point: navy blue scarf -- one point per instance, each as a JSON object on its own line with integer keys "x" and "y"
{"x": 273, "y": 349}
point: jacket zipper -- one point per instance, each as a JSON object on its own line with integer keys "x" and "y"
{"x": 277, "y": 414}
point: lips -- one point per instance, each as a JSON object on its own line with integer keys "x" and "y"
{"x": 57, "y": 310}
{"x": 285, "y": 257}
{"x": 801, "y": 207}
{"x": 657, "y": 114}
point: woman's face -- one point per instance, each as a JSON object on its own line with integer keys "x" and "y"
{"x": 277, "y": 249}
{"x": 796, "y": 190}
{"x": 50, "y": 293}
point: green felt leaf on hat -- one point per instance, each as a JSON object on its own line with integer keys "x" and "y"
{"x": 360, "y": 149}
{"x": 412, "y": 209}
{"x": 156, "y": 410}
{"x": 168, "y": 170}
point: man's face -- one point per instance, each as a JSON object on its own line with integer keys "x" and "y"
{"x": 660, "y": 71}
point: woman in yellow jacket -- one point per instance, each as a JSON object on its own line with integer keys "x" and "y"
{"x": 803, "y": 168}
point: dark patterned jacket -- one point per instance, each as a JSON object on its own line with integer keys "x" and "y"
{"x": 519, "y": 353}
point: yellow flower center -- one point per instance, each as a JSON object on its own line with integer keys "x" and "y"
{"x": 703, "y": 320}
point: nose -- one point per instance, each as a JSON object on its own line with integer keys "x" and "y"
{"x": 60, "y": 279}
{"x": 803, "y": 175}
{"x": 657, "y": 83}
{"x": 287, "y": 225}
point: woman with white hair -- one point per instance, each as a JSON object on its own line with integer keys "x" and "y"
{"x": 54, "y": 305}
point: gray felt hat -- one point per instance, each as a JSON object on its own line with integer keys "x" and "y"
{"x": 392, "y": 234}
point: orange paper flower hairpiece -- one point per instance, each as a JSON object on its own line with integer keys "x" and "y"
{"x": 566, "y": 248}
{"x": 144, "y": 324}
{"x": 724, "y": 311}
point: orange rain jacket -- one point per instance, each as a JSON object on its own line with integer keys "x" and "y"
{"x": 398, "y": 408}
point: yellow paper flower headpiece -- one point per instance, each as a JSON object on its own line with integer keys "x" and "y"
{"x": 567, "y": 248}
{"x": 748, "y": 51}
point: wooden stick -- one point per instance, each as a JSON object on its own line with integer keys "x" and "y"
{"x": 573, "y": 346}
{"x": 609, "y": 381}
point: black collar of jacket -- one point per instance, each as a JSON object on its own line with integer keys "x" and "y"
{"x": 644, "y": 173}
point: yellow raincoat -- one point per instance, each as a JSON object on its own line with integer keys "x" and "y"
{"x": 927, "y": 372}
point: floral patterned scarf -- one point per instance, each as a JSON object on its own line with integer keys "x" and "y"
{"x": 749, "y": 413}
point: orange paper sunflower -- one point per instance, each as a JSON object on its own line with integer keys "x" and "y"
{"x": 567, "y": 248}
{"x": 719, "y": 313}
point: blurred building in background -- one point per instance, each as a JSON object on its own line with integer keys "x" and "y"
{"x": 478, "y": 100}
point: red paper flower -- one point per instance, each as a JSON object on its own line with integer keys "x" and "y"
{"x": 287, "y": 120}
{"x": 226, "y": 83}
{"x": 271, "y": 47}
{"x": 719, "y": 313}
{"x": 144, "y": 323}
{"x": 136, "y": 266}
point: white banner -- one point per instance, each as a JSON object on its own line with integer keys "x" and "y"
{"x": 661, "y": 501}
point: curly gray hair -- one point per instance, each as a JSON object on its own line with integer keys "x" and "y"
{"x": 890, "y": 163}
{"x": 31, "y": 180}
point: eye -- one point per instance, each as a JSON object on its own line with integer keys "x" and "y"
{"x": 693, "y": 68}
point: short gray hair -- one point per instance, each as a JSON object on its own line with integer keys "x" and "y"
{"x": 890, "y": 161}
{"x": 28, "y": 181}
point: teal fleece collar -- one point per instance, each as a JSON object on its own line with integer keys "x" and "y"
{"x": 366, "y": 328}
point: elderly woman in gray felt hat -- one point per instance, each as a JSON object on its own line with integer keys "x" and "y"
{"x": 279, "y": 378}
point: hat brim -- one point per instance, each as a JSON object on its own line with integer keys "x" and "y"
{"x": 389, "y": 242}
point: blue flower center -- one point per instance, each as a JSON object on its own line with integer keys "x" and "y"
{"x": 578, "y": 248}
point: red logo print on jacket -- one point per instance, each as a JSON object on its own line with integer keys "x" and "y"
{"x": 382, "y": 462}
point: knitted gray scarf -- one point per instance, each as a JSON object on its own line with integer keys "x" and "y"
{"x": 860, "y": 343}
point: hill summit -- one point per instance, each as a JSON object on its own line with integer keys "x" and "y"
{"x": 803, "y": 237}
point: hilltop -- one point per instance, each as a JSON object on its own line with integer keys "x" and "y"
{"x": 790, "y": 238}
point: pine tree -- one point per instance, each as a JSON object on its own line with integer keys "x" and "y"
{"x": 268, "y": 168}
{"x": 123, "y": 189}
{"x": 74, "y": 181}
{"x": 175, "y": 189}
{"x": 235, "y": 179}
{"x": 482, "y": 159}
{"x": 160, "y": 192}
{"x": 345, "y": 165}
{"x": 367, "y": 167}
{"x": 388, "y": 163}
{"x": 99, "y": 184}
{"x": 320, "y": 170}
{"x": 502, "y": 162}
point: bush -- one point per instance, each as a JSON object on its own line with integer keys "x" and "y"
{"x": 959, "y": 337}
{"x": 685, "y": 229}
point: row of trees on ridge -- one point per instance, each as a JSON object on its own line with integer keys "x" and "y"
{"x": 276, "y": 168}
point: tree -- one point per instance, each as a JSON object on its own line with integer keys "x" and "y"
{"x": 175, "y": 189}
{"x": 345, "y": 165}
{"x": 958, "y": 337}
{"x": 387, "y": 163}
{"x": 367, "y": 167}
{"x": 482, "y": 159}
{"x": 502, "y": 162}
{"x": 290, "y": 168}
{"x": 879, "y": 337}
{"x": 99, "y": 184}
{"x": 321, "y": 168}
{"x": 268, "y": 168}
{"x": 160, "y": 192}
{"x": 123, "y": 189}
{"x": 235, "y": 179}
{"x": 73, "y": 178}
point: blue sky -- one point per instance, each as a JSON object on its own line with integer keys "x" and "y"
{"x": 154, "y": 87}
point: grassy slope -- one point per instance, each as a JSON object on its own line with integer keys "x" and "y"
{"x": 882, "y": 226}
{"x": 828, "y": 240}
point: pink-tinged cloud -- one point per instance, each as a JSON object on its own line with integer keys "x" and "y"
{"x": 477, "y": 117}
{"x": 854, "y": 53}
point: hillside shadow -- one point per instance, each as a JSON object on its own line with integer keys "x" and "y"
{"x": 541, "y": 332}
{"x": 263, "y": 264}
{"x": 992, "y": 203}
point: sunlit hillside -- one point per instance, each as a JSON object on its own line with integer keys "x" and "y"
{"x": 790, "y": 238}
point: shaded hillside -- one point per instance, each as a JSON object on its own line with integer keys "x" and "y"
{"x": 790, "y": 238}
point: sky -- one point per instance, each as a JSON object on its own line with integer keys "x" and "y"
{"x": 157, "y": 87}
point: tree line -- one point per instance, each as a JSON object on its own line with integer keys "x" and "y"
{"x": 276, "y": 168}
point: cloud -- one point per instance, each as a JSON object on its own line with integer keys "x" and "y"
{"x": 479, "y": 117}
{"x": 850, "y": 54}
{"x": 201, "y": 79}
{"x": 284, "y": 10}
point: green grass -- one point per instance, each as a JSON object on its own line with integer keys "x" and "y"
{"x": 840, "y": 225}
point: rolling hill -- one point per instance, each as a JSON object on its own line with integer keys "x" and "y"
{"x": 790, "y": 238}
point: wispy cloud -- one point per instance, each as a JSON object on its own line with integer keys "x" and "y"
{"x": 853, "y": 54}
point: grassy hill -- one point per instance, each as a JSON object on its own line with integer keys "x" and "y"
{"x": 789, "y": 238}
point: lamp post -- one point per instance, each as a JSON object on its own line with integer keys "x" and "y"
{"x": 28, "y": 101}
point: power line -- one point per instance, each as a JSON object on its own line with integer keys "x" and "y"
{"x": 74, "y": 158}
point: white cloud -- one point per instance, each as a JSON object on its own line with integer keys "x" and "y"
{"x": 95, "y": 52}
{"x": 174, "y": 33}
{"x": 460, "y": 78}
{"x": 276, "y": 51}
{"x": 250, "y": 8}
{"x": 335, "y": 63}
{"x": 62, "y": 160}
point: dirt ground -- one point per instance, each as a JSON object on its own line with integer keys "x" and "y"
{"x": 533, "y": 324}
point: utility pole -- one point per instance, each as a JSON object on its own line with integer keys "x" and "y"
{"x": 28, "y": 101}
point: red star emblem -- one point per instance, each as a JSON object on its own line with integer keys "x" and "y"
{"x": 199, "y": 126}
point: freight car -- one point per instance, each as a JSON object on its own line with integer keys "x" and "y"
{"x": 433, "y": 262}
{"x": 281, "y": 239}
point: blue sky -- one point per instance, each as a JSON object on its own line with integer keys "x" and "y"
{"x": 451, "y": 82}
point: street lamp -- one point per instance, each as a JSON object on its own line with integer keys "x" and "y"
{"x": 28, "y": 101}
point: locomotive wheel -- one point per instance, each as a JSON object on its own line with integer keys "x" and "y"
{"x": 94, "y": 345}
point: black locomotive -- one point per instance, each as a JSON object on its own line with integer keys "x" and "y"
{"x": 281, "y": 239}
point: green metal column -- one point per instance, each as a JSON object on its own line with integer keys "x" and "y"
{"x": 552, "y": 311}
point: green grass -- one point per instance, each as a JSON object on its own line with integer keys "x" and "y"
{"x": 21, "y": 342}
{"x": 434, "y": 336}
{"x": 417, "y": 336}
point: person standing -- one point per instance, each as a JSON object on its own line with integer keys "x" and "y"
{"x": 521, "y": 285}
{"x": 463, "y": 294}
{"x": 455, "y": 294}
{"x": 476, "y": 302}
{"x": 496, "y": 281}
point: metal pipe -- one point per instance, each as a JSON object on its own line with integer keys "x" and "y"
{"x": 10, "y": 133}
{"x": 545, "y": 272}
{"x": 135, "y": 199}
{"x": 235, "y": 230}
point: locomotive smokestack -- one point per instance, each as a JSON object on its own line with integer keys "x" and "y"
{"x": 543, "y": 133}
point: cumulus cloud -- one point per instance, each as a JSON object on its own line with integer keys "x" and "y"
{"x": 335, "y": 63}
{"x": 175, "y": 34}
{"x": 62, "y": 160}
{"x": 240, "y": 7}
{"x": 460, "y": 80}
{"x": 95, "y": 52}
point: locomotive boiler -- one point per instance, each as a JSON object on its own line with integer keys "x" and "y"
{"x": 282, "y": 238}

● The task: No line before the one containing "point: black locomotive" belongs in the answer; give again exactly that line and all lines after it through the end of the data.

● Output below:
point: black locomotive -- one point per instance, each as a JSON object on its own line with integer keys "x" and "y"
{"x": 281, "y": 239}
point: green metal column -- one point per instance, each as a JSON object on its own line with integer keys "x" and "y"
{"x": 552, "y": 311}
point: green grass -- one point per instance, each as a JSON object on its own line with integer keys "x" and "y"
{"x": 21, "y": 342}
{"x": 434, "y": 336}
{"x": 417, "y": 336}
point: person standing -- one point per instance, each as a JSON object on its own line with integer keys "x" and "y"
{"x": 521, "y": 285}
{"x": 463, "y": 294}
{"x": 455, "y": 294}
{"x": 476, "y": 302}
{"x": 496, "y": 281}
point: metal pipe -- one point per instance, each as a JSON object on its own line with integer keys "x" and "y"
{"x": 10, "y": 133}
{"x": 545, "y": 272}
{"x": 135, "y": 199}
{"x": 235, "y": 230}
point: locomotive smokestack -- one point per instance, each as a JSON object on its own line with integer keys "x" and "y"
{"x": 543, "y": 133}
point: cumulus cloud -- one point per instance, each as a JSON object on its own line with integer keys "x" and "y"
{"x": 335, "y": 63}
{"x": 175, "y": 34}
{"x": 62, "y": 160}
{"x": 240, "y": 7}
{"x": 460, "y": 80}
{"x": 95, "y": 52}
point: locomotive boiler -- one point per instance, each as a JSON object on its own line with integer keys "x" and "y"
{"x": 282, "y": 238}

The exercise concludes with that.